*** GIVEN DATA ***

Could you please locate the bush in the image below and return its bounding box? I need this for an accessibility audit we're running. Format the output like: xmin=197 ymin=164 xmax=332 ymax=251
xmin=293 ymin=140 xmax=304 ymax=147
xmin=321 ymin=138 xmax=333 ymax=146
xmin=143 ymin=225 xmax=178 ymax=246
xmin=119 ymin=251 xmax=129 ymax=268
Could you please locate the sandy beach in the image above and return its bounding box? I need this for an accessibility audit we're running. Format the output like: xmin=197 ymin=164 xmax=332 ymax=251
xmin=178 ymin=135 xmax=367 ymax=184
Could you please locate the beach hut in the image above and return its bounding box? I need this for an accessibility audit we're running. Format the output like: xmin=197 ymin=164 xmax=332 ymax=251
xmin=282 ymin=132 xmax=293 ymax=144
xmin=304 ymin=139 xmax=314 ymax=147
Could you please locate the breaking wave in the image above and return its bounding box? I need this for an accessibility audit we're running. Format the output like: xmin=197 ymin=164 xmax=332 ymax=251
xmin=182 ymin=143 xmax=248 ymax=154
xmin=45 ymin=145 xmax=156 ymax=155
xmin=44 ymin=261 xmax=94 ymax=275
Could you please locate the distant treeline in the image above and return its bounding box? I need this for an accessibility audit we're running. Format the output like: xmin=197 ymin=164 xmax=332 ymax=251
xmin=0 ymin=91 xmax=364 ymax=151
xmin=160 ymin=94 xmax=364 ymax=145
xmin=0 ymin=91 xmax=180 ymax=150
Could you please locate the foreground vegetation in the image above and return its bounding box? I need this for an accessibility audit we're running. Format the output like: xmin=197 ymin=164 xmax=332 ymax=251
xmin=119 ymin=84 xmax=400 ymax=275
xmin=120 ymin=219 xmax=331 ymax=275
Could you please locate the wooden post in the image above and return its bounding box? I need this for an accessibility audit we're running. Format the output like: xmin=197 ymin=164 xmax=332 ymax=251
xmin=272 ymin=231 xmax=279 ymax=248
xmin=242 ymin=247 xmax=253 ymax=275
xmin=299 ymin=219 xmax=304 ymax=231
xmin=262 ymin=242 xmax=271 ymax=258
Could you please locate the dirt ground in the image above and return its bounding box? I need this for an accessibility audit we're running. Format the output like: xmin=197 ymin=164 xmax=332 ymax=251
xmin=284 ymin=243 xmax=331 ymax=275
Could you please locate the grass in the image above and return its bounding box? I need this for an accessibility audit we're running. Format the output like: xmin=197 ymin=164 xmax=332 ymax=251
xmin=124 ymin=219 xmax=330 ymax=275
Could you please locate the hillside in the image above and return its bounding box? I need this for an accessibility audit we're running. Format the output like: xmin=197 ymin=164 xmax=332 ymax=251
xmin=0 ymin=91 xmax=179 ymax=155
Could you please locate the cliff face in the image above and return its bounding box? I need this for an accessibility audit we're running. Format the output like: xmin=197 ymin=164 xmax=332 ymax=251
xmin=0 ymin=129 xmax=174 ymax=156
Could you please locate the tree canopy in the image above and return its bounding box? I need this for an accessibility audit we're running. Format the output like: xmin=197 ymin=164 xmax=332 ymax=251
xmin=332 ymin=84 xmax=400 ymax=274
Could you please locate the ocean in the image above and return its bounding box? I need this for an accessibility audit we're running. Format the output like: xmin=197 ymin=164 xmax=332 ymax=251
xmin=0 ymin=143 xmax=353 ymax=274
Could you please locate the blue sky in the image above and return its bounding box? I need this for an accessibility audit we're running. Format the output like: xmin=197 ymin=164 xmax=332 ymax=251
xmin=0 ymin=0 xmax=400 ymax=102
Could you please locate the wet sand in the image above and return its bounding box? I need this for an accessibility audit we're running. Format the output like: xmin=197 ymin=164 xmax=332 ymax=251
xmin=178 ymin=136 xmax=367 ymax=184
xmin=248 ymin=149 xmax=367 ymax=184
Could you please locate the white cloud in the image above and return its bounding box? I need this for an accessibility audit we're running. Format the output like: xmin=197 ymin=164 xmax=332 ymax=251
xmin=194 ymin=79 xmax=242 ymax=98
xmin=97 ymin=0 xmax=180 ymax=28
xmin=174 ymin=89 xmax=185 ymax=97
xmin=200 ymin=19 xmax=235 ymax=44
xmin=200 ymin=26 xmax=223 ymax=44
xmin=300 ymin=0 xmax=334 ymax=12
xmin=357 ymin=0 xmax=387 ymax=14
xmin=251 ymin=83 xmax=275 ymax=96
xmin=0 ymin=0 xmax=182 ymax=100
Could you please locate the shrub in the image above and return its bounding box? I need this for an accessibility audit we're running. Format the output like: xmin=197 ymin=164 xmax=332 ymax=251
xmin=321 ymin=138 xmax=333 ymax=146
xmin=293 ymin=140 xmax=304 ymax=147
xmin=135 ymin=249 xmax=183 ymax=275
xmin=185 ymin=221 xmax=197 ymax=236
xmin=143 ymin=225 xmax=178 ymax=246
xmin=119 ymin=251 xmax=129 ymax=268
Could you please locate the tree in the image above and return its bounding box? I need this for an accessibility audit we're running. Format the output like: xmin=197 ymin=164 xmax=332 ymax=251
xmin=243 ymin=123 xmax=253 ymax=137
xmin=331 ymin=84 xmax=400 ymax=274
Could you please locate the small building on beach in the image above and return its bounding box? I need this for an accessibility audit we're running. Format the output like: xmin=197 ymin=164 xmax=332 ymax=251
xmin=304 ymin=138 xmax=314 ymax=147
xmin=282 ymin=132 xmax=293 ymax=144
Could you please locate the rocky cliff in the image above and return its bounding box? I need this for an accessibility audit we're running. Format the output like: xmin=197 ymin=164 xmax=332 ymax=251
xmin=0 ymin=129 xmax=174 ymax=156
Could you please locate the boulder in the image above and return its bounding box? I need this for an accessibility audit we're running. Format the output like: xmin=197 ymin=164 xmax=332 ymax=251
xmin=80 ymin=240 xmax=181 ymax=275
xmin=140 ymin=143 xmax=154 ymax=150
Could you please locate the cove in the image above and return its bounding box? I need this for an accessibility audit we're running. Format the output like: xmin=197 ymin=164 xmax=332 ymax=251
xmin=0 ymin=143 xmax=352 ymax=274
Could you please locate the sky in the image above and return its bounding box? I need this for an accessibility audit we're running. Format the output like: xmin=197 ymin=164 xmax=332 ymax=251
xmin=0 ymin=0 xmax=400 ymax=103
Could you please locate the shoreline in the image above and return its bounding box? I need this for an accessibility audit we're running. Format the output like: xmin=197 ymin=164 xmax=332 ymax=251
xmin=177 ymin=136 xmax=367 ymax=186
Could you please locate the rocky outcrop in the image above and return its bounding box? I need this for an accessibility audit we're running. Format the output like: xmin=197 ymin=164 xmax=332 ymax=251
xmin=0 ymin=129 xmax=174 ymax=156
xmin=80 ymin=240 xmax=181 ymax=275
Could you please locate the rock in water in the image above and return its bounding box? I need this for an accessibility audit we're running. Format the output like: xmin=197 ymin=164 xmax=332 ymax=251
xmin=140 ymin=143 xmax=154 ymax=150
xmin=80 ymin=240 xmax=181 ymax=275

***

[CHALLENGE]:
Rewrite all the lines from the line with "Could you please locate the grass" up to and including the line with "xmin=0 ymin=91 xmax=179 ymax=155". Multiply each coordinate on the lines that hold only coordinates by 1.4 and round to whole numbers, with halves rounded up, and keep every other line unchanged, including its sample numbers.

[FINAL RESULT]:
Could you please locate the grass in the image above and return its bounding box? I need this for an accessibility audit we're running. Format the output like: xmin=197 ymin=164 xmax=332 ymax=251
xmin=174 ymin=307 xmax=462 ymax=385
Could you please locate the hillside in the image above and return its bounding box? I need this for an accessibility audit we're running. Format the output like: xmin=197 ymin=164 xmax=332 ymax=251
xmin=0 ymin=127 xmax=251 ymax=217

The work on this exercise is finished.